* WHAT IS EXPECTED
Quote the entries between the line containing "the ceiling air" and the line containing "[(226, 228)]", inclusive, reproducing those lines word for word.

* ROWS
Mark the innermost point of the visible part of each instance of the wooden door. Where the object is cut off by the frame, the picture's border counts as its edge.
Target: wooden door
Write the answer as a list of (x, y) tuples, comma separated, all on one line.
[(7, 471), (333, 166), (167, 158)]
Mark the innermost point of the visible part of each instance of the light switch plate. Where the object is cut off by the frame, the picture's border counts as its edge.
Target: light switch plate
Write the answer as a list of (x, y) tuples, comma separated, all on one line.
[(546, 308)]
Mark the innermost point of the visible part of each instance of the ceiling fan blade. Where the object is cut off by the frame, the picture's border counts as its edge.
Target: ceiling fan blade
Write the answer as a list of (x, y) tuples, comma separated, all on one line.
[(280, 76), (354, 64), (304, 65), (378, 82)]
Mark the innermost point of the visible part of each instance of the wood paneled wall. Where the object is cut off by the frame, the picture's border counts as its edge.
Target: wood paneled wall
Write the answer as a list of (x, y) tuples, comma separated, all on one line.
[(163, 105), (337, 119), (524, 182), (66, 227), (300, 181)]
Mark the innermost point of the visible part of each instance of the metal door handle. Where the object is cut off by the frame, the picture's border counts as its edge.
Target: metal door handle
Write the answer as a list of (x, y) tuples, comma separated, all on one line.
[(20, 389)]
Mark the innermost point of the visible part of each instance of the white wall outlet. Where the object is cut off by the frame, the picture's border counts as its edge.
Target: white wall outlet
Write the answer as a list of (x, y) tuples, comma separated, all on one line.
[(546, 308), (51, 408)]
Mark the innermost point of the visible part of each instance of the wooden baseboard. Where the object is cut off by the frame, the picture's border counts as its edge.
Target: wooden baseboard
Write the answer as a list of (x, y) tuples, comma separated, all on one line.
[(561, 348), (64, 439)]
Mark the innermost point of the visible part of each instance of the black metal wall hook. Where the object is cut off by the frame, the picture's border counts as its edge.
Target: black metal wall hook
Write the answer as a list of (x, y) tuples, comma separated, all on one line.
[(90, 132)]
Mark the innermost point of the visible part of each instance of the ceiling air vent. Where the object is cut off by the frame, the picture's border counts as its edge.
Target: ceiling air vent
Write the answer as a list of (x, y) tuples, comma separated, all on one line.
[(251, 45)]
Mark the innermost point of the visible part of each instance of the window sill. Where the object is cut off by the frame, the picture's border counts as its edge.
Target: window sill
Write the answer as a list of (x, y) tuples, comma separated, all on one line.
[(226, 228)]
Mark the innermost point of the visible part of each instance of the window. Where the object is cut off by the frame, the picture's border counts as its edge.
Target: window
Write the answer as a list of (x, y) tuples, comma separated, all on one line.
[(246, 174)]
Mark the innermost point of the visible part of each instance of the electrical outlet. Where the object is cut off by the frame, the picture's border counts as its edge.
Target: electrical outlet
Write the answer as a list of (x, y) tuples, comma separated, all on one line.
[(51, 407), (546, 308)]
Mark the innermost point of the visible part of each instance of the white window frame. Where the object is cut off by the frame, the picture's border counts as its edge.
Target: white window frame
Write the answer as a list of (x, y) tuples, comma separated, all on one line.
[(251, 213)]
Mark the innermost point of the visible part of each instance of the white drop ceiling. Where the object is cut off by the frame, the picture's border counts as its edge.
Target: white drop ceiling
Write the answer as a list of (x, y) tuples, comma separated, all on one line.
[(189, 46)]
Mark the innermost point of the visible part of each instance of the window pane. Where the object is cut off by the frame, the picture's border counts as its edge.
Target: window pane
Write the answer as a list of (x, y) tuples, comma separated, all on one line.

* WRITTEN REPLY
Mark the innermost point of the visible part of each instance of the ceiling air vent. Where the object is cut off by the frame, the picture's border counts as its edge.
Target: ceiling air vent
Write the answer as a list of (x, y) tuples, comma separated, all on one line.
[(251, 45)]
Mark the innermost point of the visible part of each instance of the window sill. Where the object is cut off by the frame, the picture's border counts as its edge.
Target: window sill
Write the answer as a list of (x, y) tuples, comma separated, all on one line.
[(226, 228)]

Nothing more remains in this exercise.